Exercise description: A verbatim reproduction of every entry is the expected answer.

Supplied records:
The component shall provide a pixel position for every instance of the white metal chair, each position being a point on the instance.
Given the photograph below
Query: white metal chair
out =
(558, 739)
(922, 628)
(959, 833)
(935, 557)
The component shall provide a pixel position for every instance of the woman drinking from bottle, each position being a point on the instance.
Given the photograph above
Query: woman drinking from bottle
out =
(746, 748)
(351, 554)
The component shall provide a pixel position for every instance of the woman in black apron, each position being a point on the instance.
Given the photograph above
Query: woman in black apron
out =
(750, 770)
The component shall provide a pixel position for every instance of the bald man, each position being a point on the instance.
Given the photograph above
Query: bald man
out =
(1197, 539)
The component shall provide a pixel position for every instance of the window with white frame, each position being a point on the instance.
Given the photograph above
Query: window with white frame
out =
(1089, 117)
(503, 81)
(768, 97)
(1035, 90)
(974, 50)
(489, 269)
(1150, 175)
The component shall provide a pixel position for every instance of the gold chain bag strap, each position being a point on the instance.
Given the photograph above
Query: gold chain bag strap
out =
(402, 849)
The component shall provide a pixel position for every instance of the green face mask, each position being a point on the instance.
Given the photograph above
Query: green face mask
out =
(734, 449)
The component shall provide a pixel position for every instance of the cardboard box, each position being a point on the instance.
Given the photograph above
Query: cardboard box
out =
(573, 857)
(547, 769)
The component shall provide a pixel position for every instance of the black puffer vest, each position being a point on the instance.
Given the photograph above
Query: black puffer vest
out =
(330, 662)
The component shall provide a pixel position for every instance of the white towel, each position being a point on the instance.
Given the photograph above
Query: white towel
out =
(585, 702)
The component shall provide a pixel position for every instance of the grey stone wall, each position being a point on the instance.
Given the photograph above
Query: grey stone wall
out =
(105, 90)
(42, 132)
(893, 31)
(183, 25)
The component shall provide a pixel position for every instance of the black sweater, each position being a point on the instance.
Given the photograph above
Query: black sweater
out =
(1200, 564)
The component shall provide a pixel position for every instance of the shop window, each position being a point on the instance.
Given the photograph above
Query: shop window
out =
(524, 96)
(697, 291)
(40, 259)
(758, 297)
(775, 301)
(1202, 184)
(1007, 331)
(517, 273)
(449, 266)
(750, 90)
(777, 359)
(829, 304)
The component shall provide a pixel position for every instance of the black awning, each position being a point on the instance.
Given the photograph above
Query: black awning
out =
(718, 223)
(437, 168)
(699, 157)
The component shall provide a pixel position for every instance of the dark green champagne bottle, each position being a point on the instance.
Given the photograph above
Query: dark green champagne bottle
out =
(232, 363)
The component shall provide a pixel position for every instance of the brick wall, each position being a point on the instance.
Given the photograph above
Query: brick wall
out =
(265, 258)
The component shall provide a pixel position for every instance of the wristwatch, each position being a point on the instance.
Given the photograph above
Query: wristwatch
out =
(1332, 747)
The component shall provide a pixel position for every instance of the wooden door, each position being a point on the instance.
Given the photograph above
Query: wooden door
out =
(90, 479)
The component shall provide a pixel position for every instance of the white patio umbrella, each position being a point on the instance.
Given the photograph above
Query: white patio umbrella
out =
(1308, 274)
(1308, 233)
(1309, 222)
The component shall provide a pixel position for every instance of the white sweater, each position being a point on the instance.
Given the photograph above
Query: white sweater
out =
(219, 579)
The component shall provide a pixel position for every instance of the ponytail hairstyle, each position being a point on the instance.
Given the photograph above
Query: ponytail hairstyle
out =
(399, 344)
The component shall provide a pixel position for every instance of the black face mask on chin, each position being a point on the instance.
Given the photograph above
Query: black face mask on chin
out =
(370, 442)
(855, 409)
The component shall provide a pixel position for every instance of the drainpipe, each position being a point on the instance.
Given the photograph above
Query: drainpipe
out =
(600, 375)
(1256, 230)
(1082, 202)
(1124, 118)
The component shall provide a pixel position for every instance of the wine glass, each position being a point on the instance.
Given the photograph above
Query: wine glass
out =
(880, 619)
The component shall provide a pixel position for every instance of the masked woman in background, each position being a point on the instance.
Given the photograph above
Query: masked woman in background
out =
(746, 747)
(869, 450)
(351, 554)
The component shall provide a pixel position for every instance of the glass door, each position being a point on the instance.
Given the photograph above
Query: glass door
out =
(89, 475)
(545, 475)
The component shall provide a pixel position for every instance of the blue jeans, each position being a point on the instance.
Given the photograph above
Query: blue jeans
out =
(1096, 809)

Your response:
The component shall provide a pixel position for every instance of the white metal chair, each position being a point on the instance.
Given the photograph below
Query: white metal chair
out =
(558, 739)
(922, 628)
(959, 833)
(935, 557)
The component shall provide a pixel position for every instance of the woman drinking from bottle, each position being a point on the instance.
Given the photograph above
Query: woman drinking from bottle
out =
(746, 748)
(351, 554)
The component shall provide a pixel position for every instance of the woman in black apron, each position being a point on the instance.
Given the photograph above
Query: woman in black apron
out =
(750, 770)
The component shall provide a pixel position for every instance of the bald man, each position being a point on the instance.
Given the photograph above
Query: bald man
out =
(1197, 539)
The component shall provide a pixel position for every instance of the window with white frame, each position being a point on the instance.
Given the photograph above
Query: window with white frame
out =
(1089, 117)
(503, 81)
(768, 97)
(1035, 90)
(974, 50)
(489, 269)
(1150, 175)
The component shall provide a pixel position for every instance of the gold chain bag strap, each position being a point on the instance.
Given the photograph above
Query: gold chain bag strap
out =
(402, 849)
The component shall provide a pixel position for every instance of the green face mask, each position being a point on the instance.
Given the photograph above
Query: green face mask
out =
(734, 449)
The component shall provide a pixel position for every instance of the cardboard box, each position being a point on the instance.
Given the photograph above
Query: cardboard box
out =
(573, 857)
(547, 769)
The component shall provide a pixel position for every instance of the black puffer vest, each position being a point on the instance.
Given the photograph above
Query: black puffer vest
out =
(330, 662)
The component shall provide a pixel position for every instance of the white towel, each position being a point on the instance.
Given the photograph above
Query: white towel
out =
(585, 702)
The component shall provide a pixel position for every instance of the grey stone wall, each position being a point on the instance.
Given the photograph above
Query: grey stone wall
out =
(105, 90)
(42, 132)
(893, 31)
(183, 25)
The component shall provide a pixel position for every instance of the black sweater, each position being a point on the instance.
Given the photograph above
Query: black sweater
out =
(1200, 564)
The component shall provide a pixel position for every instance of the shop window, each position being a point on the instance.
Given the photograph above
Query: shop window
out =
(524, 96)
(697, 291)
(40, 259)
(758, 297)
(775, 301)
(1202, 184)
(1007, 331)
(517, 273)
(449, 266)
(750, 90)
(777, 359)
(829, 304)
The component shall provide a pixel position for every instance of the black awning, each position being a point on the instance.
Given the photograph above
Query: black awning
out =
(718, 223)
(437, 168)
(699, 157)
The component shall provide a pixel position for every instance of the dark green champagne bottle, each position being a point on the instance.
Given the photograph above
Query: dark green champagne bottle
out =
(232, 363)
The component shall provide a pixel position for every instance of the brick wall, each position being a point on the instance.
Given the photograph above
Query: brick wall
out =
(265, 258)
The component shall provide a pixel position for every instance of the wristwatch, each position being a point on the instance.
Given the photograph above
Query: wristwatch
out =
(1332, 747)
The component shall provide a pixel position for every instance of the wooden door, each position being a point on the instance.
Given the photograph above
Query: wooden door
out =
(90, 479)
The component shall provide a pixel position for every instance of the white patio umbrella, each position being a point on the instance.
Given the photograph above
Query: white patio umbrella
out =
(1308, 274)
(1308, 233)
(1309, 222)
The component shall provide a pixel position for every instance of the white sweater, each position being a point on the instance.
Given the photograph above
Query: white sweater
out =
(219, 579)
The component shall provide a pixel position for every instance of the ponytail hairstyle, each position being a point on the instance.
Given the photograph above
Query: ponytail hairstyle
out =
(399, 344)
The component shall provide a pixel position for every instance of the black face mask on chin, each position being a point on the instance.
Given the photograph above
Query: black face mask on chin
out =
(370, 442)
(855, 409)
The component shall provide a pixel position for every instance of the drainpipe, each position being a point on the instance.
Given the photograph above
Query: drainpipe
out =
(600, 375)
(1256, 230)
(1082, 202)
(1124, 118)
The component shall provide a pixel position for every instance of the wine glass, each position being a point on the instance.
Given the photograph above
Query: wine glass
out =
(880, 619)
The component shall provide a pixel position for every instance of the masked woman in background, each position being a point on the instance.
Given the photograph above
Query: masked woman in background
out =
(746, 747)
(869, 450)
(351, 554)
The component shall provide a pixel position for every instance of the glass door, each position being a point on the instance.
Given the photograph above
Query: glass door
out =
(89, 475)
(545, 475)
The component shall provide a pixel position for every instance of the blue jeans, each position being a point on the instance.
Given the photograph above
Query: blue jeans
out =
(1096, 809)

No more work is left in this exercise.